What you have to do: Which lines of the entries contain the string "bead"? Please find them and copy them.
Source information section start
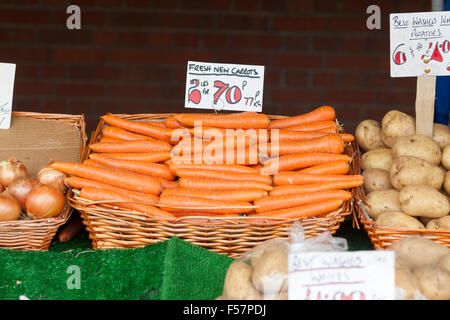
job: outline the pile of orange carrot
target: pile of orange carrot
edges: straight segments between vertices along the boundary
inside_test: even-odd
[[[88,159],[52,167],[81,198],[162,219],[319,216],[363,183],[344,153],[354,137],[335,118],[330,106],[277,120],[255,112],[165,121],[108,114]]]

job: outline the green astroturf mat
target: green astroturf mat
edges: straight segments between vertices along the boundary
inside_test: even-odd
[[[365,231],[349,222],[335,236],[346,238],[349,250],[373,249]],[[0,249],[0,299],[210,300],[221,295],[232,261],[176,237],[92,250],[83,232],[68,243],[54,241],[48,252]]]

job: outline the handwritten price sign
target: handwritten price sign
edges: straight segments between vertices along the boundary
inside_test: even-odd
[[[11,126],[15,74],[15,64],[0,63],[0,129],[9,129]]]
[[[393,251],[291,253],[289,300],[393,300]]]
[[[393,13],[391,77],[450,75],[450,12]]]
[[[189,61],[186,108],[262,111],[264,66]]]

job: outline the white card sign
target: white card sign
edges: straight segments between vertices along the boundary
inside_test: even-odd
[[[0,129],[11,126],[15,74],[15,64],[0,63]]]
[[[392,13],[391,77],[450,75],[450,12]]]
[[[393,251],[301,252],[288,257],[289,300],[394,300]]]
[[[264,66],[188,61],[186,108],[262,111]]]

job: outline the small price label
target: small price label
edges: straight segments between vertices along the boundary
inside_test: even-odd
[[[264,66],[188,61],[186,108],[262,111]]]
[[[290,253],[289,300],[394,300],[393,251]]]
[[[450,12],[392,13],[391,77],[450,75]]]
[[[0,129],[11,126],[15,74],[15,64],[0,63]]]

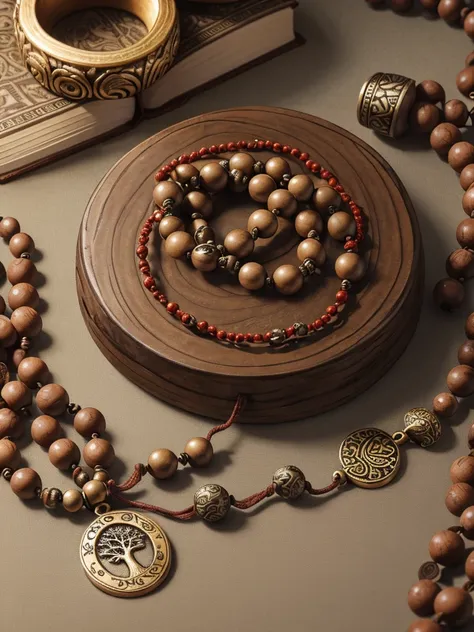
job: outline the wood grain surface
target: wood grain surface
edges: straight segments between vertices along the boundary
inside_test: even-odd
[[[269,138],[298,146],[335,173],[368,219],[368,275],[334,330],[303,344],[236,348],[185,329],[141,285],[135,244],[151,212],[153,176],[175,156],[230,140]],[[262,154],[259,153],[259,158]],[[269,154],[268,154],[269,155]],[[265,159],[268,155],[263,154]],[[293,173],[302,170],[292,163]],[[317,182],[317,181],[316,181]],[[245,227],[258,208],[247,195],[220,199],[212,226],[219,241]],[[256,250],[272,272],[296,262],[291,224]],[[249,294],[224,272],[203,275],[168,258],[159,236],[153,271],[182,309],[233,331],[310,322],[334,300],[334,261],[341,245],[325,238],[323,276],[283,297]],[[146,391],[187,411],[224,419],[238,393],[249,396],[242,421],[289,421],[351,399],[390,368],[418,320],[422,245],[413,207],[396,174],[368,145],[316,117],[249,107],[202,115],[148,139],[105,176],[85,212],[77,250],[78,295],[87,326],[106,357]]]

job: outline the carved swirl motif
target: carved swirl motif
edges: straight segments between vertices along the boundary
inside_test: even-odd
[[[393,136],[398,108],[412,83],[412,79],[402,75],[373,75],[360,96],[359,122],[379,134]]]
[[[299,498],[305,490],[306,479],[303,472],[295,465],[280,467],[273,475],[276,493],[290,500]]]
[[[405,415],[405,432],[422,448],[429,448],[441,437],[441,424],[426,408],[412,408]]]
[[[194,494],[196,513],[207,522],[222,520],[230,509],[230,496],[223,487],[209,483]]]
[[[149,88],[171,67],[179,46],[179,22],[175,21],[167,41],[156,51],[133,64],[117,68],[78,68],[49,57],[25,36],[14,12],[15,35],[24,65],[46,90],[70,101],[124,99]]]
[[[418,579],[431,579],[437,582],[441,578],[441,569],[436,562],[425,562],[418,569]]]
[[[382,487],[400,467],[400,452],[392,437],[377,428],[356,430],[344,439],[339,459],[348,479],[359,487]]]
Source information section end
Source information section start
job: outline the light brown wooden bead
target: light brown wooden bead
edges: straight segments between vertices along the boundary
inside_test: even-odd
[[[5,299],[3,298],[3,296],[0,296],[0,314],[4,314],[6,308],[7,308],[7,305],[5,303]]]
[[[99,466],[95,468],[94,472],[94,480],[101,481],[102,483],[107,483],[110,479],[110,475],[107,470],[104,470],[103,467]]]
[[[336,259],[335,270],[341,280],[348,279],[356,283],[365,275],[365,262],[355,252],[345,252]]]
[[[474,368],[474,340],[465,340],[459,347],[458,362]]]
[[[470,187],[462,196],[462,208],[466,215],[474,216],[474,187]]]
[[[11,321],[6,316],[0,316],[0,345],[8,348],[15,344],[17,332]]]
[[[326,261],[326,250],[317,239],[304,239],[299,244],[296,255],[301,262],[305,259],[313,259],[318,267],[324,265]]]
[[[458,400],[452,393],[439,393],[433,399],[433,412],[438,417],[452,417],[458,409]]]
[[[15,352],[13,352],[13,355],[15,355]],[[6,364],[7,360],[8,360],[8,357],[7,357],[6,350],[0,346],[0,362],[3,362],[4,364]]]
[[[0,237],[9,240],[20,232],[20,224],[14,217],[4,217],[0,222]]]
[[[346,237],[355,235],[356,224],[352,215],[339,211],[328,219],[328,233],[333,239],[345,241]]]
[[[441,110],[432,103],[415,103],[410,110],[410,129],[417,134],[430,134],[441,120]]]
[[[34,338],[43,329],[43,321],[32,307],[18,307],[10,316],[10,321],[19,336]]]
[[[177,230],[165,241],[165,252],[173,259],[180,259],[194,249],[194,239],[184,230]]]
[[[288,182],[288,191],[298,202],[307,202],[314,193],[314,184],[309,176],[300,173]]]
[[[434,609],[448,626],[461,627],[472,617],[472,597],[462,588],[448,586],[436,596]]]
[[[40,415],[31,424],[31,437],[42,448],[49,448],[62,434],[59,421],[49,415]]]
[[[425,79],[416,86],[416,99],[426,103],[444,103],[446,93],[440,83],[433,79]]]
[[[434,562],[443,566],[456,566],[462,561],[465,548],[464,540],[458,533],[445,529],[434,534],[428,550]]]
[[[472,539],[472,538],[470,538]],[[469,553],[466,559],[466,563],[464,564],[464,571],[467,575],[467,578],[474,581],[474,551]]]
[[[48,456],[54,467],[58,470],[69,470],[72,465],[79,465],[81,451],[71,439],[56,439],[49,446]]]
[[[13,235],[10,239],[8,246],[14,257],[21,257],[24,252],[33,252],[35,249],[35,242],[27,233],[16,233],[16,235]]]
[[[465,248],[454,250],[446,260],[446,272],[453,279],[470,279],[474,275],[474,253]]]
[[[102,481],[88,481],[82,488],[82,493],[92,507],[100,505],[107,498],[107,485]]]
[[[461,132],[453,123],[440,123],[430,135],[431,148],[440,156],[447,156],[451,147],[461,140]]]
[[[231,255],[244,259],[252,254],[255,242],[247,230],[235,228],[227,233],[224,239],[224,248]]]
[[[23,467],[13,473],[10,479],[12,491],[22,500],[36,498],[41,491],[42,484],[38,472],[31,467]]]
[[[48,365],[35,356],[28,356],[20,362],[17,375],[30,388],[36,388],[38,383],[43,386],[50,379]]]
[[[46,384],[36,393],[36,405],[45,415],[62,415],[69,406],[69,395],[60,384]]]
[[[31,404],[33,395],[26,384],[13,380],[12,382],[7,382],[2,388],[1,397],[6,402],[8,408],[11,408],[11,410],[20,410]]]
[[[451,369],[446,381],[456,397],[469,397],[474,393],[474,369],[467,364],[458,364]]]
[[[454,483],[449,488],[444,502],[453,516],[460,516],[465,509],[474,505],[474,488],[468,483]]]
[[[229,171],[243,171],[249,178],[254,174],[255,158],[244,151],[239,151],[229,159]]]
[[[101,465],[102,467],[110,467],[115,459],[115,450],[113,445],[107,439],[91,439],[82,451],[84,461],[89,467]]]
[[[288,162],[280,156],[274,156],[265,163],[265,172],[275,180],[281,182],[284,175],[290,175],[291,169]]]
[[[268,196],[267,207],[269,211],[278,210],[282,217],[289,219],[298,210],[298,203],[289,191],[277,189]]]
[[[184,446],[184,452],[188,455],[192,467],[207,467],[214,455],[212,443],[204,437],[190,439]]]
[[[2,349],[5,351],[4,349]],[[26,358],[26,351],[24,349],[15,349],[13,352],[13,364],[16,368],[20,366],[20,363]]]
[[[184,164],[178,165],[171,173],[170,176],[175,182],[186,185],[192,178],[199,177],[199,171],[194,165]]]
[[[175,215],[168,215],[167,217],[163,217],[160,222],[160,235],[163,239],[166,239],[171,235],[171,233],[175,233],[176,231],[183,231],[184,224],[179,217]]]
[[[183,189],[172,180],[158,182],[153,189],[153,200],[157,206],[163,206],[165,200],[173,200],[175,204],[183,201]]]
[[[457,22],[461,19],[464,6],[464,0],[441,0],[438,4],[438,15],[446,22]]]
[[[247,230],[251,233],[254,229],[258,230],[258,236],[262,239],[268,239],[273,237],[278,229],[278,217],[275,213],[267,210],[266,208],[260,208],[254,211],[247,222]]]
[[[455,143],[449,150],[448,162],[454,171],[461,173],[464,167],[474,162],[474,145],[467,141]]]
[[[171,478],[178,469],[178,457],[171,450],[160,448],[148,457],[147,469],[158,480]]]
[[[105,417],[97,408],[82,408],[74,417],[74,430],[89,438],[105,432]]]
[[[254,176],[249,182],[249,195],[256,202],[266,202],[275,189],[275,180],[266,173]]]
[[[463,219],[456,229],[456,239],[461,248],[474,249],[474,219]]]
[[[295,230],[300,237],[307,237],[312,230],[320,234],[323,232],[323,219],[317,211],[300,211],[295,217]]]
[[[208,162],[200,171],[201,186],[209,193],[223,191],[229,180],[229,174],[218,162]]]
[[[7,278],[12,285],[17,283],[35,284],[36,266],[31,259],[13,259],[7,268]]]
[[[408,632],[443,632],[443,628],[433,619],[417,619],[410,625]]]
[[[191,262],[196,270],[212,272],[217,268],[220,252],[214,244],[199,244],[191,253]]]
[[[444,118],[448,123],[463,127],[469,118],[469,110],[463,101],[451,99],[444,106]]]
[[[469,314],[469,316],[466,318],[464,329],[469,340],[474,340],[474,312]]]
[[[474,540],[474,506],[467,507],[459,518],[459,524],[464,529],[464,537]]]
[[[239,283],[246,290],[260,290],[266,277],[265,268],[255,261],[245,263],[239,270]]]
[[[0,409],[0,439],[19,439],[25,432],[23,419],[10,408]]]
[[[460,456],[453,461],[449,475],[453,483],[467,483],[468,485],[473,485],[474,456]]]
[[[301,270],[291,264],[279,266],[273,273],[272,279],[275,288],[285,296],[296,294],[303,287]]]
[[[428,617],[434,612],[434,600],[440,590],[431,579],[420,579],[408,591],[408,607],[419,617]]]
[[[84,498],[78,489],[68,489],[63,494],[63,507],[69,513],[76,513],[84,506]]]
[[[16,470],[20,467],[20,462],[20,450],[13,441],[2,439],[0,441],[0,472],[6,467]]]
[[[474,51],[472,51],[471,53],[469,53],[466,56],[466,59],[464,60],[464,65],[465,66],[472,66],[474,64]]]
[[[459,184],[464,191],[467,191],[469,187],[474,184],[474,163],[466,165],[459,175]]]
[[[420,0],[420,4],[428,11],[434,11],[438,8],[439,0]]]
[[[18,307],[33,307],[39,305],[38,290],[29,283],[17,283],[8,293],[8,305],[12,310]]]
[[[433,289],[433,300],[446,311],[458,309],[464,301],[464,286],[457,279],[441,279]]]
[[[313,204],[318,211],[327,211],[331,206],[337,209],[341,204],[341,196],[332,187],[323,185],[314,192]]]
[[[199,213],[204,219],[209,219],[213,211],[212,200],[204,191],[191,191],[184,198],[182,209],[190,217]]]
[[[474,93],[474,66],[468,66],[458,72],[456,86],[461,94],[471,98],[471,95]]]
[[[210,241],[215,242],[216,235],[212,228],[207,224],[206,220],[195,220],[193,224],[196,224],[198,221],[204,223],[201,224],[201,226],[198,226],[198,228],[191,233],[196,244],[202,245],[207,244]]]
Source information section end
Solution:
job: outline the light brown wooden bead
target: light brown wooden bead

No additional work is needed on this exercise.